### Input
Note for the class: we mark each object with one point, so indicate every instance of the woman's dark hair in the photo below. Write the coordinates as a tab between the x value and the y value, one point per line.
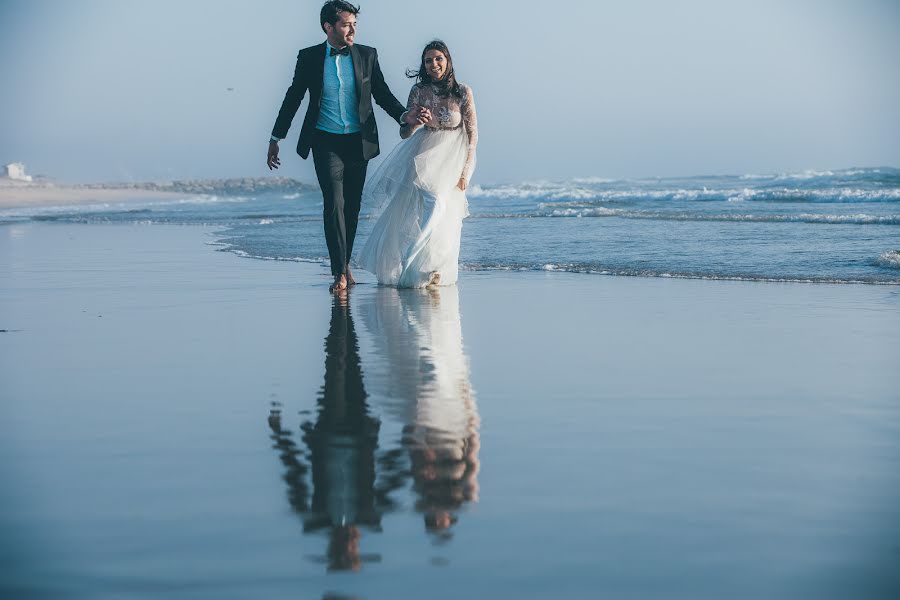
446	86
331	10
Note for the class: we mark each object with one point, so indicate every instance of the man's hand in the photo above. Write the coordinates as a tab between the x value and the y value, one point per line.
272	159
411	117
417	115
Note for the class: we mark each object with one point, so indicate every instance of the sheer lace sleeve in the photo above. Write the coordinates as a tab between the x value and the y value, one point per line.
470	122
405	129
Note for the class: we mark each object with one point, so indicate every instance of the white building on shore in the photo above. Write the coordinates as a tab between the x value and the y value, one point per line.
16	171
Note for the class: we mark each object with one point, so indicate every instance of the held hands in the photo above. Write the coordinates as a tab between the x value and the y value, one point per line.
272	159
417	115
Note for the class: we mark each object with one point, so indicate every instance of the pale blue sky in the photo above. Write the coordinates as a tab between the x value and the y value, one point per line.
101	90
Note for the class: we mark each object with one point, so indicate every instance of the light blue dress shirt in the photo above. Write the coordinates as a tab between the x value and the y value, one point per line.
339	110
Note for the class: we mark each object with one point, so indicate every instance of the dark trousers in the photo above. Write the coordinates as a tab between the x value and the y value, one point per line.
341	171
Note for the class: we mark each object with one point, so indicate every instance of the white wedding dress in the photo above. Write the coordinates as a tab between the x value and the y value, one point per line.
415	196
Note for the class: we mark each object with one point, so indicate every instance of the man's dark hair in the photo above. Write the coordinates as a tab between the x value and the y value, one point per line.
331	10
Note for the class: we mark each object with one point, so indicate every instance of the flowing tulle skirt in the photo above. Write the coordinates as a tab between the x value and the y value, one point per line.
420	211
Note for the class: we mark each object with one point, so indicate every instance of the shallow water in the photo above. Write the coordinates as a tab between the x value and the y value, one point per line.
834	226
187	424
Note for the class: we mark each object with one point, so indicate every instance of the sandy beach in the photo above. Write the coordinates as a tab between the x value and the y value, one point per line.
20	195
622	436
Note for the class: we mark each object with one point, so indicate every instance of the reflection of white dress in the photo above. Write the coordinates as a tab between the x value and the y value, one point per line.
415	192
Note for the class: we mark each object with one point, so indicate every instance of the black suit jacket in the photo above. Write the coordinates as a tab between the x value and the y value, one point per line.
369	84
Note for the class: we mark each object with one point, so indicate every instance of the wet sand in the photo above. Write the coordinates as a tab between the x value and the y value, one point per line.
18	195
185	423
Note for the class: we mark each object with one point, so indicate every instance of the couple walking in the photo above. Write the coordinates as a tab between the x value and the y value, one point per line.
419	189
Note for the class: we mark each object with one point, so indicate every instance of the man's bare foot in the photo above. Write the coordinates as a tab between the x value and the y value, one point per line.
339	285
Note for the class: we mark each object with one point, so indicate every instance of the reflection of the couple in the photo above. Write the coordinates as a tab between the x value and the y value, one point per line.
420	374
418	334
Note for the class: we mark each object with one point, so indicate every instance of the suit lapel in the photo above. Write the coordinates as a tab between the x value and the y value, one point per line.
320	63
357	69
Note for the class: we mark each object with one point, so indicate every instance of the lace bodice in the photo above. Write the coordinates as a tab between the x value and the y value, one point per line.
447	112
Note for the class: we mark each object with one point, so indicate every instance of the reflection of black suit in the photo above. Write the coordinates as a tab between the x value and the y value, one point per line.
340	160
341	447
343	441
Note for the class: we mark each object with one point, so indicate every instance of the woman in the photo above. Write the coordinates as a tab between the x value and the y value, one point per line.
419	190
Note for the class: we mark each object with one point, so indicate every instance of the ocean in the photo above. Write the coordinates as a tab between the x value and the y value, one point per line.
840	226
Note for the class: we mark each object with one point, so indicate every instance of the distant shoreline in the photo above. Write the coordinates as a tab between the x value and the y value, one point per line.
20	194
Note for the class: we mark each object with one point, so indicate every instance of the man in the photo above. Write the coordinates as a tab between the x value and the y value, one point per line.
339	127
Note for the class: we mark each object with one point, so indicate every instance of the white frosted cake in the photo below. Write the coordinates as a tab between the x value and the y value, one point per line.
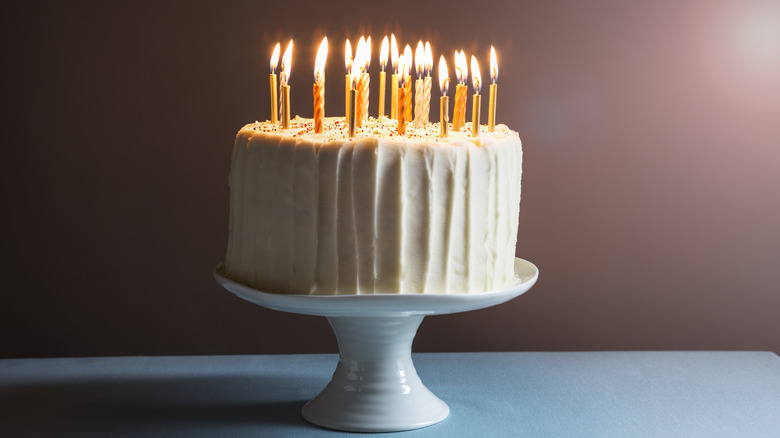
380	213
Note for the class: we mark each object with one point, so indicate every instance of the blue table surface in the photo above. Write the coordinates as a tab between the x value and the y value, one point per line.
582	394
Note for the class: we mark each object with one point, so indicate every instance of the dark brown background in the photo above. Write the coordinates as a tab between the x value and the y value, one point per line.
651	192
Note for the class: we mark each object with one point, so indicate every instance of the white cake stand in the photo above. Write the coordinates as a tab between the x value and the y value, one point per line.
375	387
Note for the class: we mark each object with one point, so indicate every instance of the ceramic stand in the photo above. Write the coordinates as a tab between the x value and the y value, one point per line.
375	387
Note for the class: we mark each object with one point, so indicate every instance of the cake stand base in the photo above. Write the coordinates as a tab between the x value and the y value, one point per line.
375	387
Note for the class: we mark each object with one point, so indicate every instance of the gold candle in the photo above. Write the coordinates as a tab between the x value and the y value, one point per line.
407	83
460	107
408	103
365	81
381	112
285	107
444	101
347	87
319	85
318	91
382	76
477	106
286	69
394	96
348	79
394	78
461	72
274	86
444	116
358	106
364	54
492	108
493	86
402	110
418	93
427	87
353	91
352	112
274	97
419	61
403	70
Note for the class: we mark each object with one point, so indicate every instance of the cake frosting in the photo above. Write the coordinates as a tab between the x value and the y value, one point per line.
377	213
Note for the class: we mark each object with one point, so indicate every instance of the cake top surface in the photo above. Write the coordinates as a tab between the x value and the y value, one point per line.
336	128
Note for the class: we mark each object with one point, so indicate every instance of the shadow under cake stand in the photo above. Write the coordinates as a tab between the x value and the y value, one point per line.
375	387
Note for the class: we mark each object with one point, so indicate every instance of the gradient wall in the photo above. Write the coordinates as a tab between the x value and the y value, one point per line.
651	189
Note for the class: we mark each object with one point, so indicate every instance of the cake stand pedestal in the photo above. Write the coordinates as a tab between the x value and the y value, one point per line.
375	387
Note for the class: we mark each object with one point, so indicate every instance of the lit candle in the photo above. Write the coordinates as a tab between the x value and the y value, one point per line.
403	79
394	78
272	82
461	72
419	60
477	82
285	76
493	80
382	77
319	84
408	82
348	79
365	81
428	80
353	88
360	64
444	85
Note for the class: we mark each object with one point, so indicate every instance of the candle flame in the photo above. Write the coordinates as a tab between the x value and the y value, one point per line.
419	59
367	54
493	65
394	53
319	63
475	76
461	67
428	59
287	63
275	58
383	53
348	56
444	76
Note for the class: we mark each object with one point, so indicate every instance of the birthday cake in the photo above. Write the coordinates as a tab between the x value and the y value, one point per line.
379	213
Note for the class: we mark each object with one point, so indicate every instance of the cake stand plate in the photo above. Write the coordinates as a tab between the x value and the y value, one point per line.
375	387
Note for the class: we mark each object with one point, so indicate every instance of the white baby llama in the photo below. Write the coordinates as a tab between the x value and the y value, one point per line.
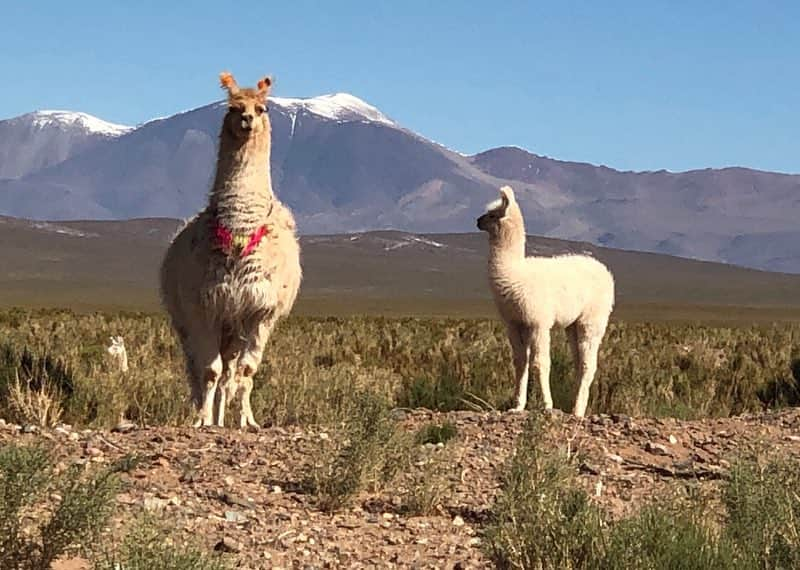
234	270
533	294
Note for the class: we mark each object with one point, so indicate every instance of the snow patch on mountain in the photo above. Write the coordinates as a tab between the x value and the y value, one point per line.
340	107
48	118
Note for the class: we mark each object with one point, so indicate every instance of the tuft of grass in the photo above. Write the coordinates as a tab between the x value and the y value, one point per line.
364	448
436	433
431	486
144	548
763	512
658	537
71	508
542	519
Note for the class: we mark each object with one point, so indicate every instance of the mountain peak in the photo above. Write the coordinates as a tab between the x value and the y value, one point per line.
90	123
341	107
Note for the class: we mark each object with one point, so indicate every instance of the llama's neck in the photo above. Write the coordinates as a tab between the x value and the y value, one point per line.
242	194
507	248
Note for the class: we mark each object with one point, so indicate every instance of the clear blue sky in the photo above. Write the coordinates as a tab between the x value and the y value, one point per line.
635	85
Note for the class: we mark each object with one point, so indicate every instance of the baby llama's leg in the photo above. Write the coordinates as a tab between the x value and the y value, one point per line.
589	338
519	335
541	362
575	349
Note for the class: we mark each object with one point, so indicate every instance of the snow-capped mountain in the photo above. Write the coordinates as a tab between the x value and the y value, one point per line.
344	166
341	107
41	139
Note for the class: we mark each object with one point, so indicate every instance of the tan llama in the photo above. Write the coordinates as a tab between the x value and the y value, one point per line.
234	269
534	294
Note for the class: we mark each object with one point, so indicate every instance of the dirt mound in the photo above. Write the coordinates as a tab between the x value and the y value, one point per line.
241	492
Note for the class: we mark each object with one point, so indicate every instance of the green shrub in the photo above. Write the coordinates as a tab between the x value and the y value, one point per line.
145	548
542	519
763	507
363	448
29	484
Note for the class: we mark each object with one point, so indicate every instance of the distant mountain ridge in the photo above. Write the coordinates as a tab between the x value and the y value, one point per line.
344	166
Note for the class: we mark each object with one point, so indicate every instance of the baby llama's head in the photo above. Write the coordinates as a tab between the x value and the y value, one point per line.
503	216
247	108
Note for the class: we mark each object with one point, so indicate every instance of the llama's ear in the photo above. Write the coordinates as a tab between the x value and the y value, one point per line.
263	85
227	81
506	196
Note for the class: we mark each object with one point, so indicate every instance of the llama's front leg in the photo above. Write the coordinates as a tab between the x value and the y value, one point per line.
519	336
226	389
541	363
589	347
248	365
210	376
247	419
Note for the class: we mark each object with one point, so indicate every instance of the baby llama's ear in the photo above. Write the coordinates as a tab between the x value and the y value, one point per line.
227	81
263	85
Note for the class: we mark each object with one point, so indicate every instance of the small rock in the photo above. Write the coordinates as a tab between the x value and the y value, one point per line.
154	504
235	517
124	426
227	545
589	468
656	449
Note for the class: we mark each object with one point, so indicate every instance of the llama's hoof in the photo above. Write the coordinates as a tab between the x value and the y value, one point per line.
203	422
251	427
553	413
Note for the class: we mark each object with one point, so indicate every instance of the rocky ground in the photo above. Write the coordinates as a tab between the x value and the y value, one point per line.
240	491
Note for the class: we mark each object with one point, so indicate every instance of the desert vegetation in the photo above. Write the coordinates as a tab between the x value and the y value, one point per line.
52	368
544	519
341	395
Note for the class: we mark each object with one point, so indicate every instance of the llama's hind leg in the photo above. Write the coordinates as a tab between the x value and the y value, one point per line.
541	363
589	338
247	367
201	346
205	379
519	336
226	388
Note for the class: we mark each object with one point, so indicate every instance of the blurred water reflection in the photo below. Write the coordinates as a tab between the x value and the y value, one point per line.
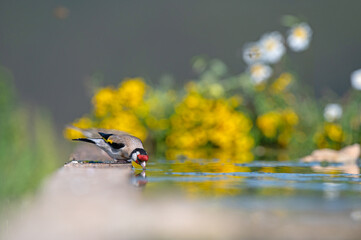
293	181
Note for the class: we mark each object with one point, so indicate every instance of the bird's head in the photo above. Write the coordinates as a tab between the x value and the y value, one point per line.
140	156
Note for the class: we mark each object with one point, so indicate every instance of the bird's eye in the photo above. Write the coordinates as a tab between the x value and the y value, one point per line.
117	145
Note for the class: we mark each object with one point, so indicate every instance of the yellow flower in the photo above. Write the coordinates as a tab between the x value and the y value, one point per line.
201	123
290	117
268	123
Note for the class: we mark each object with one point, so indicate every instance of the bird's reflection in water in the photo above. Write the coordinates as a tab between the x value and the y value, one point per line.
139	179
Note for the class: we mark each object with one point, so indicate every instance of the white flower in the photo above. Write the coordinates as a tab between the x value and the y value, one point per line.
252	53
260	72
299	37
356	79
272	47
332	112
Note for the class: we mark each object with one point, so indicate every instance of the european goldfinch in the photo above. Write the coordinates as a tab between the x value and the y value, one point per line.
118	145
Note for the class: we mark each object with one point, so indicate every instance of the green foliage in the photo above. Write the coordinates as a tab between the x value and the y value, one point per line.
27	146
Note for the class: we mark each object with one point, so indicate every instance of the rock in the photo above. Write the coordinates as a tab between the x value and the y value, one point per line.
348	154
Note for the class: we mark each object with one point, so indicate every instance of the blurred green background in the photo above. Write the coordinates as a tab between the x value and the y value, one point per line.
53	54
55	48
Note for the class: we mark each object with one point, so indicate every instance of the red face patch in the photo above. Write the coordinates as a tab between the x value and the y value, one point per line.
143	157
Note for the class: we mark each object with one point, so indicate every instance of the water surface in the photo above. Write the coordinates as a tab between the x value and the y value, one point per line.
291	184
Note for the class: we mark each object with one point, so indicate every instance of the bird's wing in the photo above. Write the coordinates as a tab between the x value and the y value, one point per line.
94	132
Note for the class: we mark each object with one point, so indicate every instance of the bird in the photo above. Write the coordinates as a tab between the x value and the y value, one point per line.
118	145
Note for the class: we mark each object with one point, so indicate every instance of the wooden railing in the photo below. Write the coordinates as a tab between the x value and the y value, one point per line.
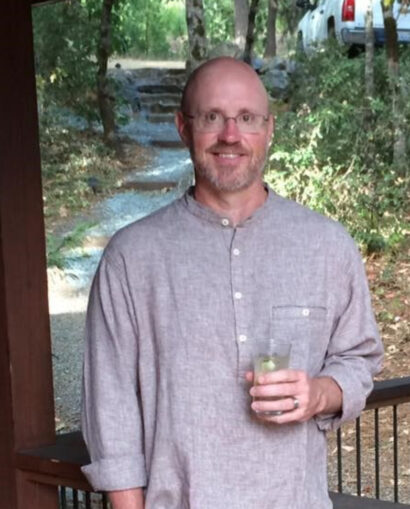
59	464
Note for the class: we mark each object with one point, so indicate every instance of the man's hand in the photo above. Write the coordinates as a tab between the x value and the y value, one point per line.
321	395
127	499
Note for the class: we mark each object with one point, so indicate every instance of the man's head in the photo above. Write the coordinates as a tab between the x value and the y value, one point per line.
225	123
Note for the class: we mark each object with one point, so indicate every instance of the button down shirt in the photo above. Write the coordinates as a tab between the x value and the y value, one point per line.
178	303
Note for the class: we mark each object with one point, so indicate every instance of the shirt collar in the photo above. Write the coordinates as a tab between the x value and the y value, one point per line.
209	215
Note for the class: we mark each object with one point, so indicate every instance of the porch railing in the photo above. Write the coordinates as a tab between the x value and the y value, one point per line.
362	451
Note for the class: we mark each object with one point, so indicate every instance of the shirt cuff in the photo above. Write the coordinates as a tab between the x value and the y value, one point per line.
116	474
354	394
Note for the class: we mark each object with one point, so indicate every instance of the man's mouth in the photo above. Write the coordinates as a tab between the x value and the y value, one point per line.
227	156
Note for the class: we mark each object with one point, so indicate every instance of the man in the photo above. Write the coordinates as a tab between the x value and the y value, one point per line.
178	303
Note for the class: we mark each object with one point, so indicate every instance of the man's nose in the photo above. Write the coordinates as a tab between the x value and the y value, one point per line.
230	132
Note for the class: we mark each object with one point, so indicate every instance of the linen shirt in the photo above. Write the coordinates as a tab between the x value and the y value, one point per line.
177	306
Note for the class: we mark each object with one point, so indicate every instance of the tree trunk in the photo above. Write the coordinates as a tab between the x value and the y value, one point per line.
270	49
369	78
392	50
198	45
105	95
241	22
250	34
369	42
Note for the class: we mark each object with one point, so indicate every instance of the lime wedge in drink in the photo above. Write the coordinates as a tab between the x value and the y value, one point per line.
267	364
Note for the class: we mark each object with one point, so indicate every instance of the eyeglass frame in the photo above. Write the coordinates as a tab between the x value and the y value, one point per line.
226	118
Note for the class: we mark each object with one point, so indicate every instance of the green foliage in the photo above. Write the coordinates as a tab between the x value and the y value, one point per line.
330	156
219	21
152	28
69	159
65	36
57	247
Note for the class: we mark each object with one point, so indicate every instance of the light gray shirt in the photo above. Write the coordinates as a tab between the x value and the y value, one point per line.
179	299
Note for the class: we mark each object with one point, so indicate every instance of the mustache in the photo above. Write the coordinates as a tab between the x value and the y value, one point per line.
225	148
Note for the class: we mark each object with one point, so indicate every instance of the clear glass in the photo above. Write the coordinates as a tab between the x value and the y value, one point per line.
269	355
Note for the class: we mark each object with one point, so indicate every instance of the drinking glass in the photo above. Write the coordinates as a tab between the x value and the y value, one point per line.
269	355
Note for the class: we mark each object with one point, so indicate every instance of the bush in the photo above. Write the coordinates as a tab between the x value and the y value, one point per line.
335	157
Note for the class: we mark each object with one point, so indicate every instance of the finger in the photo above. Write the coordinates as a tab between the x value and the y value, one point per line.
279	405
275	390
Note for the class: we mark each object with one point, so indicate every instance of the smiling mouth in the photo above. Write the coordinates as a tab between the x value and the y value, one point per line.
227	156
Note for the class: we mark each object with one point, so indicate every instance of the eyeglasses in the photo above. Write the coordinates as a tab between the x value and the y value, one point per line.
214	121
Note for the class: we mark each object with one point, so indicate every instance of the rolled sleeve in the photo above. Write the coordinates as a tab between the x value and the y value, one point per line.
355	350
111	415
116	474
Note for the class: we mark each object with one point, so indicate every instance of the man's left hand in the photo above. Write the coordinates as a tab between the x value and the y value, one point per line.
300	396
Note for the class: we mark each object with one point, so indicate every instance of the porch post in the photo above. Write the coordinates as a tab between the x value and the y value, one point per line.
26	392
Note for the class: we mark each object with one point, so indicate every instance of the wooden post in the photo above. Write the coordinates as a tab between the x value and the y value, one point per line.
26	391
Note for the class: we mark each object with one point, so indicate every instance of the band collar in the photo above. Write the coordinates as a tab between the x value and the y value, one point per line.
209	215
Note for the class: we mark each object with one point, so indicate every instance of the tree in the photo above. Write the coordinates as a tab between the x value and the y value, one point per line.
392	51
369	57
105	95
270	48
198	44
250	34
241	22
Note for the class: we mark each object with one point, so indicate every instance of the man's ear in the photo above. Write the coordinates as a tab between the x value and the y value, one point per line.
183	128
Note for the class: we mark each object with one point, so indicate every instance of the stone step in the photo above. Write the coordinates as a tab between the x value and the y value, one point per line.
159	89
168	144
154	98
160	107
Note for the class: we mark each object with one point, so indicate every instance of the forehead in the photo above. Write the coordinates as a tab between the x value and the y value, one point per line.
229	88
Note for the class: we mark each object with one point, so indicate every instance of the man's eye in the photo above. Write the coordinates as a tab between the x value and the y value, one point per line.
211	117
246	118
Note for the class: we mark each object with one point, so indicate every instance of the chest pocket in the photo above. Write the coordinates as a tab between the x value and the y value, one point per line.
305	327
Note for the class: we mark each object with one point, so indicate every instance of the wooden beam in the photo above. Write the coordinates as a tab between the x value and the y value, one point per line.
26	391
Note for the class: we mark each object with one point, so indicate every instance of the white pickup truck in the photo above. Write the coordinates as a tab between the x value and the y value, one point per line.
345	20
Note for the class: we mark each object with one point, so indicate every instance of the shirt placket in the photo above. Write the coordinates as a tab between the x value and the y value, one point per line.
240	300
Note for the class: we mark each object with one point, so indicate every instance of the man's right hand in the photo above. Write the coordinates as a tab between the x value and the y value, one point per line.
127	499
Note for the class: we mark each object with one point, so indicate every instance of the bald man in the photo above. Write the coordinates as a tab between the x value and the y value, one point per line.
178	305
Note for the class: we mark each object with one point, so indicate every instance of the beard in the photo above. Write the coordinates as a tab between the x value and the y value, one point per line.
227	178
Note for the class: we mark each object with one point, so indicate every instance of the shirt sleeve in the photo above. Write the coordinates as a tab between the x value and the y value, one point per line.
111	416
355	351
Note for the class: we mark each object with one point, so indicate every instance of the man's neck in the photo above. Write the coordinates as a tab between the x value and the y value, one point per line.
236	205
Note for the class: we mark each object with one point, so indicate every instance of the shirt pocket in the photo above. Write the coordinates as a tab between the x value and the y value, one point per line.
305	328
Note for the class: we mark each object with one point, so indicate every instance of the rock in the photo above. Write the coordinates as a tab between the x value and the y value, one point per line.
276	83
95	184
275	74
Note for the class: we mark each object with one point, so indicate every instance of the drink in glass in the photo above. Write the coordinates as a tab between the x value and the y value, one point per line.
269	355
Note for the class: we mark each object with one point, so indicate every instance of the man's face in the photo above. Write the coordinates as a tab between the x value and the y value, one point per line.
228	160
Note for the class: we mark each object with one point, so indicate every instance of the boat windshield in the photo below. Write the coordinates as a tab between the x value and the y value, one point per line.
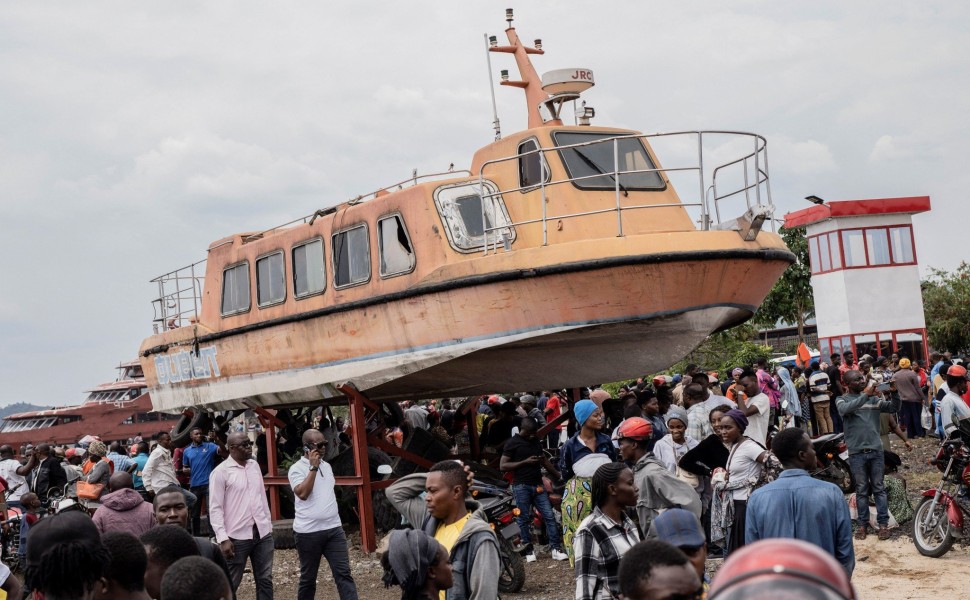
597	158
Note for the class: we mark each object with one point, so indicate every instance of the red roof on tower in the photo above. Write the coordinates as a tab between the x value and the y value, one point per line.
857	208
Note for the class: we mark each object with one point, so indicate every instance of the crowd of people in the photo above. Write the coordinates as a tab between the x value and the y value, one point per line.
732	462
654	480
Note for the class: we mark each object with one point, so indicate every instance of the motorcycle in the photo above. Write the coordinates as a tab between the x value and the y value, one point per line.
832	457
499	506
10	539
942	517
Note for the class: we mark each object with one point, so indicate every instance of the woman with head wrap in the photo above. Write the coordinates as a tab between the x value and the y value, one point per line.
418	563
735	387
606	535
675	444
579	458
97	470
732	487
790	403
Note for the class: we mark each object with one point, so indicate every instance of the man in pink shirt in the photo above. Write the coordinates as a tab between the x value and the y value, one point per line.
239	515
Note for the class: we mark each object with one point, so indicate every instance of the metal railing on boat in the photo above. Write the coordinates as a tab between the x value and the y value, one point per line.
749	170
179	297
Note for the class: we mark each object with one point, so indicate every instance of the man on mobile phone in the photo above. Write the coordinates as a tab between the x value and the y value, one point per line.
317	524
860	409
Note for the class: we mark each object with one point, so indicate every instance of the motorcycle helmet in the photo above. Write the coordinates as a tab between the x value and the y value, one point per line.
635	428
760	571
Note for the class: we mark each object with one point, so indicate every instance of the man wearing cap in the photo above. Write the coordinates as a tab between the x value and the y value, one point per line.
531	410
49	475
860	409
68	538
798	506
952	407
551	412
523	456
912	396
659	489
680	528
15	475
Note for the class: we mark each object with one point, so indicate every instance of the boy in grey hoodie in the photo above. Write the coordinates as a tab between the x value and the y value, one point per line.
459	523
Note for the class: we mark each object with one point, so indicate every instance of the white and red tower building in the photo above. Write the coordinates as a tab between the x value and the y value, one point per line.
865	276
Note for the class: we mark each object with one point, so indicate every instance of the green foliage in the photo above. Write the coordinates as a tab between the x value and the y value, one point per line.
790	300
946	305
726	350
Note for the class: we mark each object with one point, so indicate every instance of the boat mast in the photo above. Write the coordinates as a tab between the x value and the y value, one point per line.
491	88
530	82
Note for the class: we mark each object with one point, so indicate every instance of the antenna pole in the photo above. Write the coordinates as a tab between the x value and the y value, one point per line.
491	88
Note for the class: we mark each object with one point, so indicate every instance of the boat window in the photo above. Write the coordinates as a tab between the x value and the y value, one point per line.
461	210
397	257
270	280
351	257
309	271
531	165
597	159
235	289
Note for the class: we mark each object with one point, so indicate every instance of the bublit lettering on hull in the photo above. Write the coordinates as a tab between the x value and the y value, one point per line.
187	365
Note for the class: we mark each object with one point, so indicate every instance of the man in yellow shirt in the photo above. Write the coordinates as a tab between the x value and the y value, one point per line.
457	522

### Written exercise
Retype, exactly and only, the lines running from the one with "the white and" through the final line of the listing above.

### Reply to the task
Note for the class: we mark each object with one point, so indicate every instance of the white and red tower building in the photo above. Write the coordinates as a tab between the x value and the y value, one point per line.
865	276
Note for the class: we mark each object with one point, so indicate every instance of the green foliage in the photo above. Write the coordinates as a tab between the x value and the y value, one point per line.
790	300
946	305
726	350
Note for the class: we mark each object with one point, so indicate every instance of the boat mast in the photo above. Write the coordinates as a tab between the x value and the y value, one point per line.
491	88
530	82
Note for the class: we mark each object with one point, so indicate every instance of the antenna pole in the photo above. Write the coordinates as a tab between the x value and the y value, one point per line.
491	88
Note for the class: we mark each object with one point, so indicate every instance of the boat window in the photo above. Write the coordinates as a tab between the x value and the y value, one point per line.
461	210
397	257
270	280
351	257
309	271
531	165
597	159
235	289
Note for the class: we mark each object with one point, so indicate every instance of the bublit lettering on hull in the photo above. Write the coordinates as a tab between the x value and the y value, one point per line.
187	365
Note for the class: we mark each object with one point, so indicate every instance of the man in yellow shirt in the photo above. Write the coordinates as a tab between the x value and the y value, one point per line.
457	522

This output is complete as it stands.